┌─ Data for the task

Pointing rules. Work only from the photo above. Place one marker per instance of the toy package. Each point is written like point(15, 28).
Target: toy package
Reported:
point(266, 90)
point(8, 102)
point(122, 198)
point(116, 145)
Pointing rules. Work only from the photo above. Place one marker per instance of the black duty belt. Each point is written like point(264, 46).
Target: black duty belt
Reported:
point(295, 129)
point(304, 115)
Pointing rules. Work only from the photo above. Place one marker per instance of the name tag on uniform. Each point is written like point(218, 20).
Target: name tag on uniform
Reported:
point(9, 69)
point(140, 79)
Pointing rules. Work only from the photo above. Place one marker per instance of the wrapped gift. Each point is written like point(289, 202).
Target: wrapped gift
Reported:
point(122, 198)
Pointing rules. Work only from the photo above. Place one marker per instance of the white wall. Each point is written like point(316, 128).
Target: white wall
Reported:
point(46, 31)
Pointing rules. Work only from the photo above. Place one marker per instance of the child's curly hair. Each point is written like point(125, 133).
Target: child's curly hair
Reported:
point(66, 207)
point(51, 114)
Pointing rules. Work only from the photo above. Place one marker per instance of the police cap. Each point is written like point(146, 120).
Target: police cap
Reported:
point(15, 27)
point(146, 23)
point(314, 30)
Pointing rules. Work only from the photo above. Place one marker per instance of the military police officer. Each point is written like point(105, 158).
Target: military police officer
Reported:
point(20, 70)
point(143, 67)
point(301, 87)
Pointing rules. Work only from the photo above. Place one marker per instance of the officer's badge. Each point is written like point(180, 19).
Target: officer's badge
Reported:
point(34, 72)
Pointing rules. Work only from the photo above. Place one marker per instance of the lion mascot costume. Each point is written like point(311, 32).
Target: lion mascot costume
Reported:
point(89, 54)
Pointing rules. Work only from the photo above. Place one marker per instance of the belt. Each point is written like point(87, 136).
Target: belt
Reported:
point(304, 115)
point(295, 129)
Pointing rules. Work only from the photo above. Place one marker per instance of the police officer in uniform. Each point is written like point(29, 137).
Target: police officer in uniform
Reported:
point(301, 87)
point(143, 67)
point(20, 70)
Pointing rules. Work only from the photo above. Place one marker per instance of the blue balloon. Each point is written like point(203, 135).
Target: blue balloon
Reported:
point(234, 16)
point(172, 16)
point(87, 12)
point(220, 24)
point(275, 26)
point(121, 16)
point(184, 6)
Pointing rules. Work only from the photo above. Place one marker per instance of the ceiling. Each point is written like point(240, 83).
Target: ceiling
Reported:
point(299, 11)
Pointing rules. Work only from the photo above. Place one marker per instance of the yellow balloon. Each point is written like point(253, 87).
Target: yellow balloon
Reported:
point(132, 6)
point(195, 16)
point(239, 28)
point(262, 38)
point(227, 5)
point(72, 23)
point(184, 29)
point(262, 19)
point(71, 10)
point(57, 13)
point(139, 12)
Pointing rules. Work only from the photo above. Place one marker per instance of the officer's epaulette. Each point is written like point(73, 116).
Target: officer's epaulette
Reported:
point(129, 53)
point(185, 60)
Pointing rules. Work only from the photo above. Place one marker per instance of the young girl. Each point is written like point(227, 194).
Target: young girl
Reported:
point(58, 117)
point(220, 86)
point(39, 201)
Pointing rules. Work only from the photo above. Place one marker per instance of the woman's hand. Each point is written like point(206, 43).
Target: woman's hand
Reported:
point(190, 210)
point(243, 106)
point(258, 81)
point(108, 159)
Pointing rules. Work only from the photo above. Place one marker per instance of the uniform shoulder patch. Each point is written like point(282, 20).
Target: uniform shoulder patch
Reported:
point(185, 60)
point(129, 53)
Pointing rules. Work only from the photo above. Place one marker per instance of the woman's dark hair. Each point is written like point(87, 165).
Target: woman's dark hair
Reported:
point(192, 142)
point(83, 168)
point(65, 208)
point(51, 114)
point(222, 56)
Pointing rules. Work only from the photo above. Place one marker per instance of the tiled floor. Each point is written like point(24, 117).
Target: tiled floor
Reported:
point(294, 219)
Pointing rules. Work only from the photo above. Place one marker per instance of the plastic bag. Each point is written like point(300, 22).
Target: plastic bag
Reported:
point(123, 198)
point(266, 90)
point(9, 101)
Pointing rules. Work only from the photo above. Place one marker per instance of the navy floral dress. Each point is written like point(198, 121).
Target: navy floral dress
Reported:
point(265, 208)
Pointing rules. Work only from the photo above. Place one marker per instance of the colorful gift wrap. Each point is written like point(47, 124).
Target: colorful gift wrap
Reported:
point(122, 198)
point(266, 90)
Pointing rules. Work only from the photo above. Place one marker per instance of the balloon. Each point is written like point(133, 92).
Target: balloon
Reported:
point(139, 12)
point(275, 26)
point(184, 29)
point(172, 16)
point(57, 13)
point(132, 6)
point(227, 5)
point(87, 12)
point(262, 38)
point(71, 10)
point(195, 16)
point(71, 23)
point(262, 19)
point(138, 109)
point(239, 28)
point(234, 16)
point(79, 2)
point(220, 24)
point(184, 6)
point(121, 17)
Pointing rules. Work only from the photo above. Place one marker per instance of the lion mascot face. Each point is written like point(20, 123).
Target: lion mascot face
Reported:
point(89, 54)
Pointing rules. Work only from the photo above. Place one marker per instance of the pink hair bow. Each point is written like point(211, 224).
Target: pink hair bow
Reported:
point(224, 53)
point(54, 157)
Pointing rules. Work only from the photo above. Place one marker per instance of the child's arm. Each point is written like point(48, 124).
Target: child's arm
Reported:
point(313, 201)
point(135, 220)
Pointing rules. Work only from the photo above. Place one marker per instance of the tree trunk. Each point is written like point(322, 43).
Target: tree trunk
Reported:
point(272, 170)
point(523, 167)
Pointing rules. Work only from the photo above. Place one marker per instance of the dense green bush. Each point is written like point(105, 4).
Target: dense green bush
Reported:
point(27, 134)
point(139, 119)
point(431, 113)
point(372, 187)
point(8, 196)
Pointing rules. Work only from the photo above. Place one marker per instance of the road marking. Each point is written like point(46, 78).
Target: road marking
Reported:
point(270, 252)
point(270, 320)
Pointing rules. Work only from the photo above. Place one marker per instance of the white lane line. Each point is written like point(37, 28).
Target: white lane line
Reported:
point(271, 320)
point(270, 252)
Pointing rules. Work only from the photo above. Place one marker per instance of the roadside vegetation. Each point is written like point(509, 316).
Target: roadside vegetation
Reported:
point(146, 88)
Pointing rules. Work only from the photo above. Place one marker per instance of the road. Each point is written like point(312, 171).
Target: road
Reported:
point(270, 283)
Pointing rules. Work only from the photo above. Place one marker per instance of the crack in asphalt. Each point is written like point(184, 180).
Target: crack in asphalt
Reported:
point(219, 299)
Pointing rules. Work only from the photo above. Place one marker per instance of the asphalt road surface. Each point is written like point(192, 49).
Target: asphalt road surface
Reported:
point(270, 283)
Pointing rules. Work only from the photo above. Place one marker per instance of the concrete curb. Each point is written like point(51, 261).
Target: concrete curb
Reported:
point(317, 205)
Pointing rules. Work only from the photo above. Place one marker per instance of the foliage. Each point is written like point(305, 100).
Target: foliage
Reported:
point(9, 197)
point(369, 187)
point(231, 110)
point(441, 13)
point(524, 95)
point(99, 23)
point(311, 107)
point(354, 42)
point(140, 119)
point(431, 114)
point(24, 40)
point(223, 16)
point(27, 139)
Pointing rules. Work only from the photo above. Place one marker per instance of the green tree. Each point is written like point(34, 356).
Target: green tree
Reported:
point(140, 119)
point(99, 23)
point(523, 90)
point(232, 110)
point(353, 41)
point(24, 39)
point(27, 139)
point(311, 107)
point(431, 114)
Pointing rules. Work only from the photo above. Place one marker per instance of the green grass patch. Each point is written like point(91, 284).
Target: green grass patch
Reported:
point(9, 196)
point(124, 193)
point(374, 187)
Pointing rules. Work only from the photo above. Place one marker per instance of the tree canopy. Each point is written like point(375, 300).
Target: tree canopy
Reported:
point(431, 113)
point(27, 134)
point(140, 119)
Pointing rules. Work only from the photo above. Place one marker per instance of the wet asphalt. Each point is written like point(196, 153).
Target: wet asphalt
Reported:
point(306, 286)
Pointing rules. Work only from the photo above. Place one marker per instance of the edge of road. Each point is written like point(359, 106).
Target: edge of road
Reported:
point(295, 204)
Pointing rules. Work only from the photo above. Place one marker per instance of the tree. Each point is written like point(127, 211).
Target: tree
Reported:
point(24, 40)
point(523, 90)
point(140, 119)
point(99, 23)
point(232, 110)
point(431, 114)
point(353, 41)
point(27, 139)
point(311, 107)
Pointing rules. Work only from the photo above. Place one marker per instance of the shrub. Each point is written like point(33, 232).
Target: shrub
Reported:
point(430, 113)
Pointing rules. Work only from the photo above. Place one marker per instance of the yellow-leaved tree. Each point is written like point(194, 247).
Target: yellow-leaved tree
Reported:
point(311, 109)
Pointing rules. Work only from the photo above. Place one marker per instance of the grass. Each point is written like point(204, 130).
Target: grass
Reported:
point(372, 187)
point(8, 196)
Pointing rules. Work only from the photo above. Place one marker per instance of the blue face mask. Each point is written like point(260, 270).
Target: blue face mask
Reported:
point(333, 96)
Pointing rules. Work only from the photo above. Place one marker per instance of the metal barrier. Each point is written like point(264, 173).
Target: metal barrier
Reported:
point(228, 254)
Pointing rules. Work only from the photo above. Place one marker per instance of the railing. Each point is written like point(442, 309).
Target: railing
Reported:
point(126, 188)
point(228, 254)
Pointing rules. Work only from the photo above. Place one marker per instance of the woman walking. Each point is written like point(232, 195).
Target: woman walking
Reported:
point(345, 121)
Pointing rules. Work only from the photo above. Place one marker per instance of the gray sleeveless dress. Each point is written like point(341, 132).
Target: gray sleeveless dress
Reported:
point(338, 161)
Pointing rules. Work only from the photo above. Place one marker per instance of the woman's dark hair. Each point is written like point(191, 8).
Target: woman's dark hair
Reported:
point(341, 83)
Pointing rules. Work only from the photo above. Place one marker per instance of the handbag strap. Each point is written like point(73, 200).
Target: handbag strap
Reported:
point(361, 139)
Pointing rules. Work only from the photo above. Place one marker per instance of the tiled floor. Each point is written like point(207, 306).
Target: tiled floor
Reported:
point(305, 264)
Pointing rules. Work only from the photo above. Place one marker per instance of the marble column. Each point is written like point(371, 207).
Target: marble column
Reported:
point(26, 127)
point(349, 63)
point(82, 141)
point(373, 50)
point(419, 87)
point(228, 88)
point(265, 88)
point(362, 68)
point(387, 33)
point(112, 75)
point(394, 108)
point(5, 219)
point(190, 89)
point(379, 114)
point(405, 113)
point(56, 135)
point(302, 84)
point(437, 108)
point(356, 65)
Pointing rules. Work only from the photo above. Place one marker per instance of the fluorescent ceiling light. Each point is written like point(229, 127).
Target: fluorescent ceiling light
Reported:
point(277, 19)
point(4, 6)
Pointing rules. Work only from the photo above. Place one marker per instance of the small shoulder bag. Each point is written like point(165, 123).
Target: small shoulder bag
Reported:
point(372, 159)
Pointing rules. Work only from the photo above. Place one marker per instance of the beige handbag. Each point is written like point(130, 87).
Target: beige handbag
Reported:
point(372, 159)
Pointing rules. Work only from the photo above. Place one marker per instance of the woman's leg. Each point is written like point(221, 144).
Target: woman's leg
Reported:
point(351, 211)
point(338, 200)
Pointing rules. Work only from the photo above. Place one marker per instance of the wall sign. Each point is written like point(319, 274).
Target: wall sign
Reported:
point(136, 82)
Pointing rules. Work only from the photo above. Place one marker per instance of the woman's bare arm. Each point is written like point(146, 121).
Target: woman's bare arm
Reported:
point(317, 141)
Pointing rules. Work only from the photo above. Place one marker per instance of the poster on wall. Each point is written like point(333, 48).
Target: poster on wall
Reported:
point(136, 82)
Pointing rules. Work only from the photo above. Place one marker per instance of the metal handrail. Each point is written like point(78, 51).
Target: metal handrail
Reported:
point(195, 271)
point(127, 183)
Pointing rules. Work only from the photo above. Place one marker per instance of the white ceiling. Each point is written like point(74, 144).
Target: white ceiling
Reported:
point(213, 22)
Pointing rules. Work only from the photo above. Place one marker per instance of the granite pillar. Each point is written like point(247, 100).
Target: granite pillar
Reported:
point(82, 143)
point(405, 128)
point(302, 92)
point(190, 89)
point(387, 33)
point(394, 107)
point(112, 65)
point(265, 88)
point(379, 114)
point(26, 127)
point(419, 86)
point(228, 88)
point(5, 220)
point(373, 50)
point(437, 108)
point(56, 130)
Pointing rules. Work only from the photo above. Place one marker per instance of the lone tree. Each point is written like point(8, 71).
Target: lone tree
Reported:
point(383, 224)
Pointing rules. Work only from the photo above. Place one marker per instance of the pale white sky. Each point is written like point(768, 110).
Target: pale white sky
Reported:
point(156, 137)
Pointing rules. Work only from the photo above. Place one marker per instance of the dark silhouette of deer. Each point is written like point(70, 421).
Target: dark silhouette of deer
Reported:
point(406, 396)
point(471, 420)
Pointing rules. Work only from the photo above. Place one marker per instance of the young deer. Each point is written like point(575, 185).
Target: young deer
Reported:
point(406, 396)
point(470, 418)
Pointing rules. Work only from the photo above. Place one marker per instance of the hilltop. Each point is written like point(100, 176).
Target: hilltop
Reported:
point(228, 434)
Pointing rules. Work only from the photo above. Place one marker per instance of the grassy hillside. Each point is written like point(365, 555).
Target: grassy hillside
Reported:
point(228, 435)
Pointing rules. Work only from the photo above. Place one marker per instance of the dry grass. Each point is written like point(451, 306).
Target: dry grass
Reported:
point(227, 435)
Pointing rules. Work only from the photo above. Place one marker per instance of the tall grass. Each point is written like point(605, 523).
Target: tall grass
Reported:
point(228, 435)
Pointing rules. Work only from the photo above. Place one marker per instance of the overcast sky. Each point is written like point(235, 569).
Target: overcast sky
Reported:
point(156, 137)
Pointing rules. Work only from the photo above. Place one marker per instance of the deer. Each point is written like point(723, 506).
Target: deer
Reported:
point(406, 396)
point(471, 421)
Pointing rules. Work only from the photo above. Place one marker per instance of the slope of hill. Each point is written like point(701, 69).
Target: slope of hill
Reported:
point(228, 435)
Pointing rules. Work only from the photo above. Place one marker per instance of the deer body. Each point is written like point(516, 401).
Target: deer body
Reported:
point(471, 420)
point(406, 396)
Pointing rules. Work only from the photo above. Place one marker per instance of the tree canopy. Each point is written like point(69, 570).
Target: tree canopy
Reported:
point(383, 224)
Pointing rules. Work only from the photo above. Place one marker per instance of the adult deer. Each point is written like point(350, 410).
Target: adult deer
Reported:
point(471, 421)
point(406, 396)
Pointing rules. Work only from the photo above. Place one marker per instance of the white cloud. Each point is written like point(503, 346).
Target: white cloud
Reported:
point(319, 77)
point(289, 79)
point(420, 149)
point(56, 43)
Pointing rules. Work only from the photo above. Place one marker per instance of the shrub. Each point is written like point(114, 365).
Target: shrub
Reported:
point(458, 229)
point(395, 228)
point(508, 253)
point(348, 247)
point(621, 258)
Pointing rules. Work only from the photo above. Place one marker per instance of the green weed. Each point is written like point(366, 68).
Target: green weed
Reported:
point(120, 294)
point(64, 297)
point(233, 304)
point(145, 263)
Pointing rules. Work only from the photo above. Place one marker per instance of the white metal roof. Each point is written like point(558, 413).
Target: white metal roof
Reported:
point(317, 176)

└─

Task brief: In the records above, retype word for word the lines from the one containing "like point(37, 28)." through the one containing "point(219, 299)", including both of those lines.

Solution for this exercise:
Pointing rules. Work only from the photo above. Place one marker per instance of the white lane line. Each point is written like point(37, 28).
Target: white lane line
Reported:
point(271, 320)
point(270, 252)
Pointing rules. Work only from the photo above. Place one marker per instance of the roadside vegetation. Each point is written like point(509, 316).
Target: roadside vegetation
Reported:
point(146, 88)
Pointing rules. Work only from the photo above. Place one marker per instance of the road. Each point is written like point(312, 171).
Target: road
Reported:
point(270, 283)
Pointing rules. Work only from the photo above. Place one marker per instance of the crack in asphalt. Each point is written like point(184, 180).
Target: crack in asphalt
Reported:
point(219, 299)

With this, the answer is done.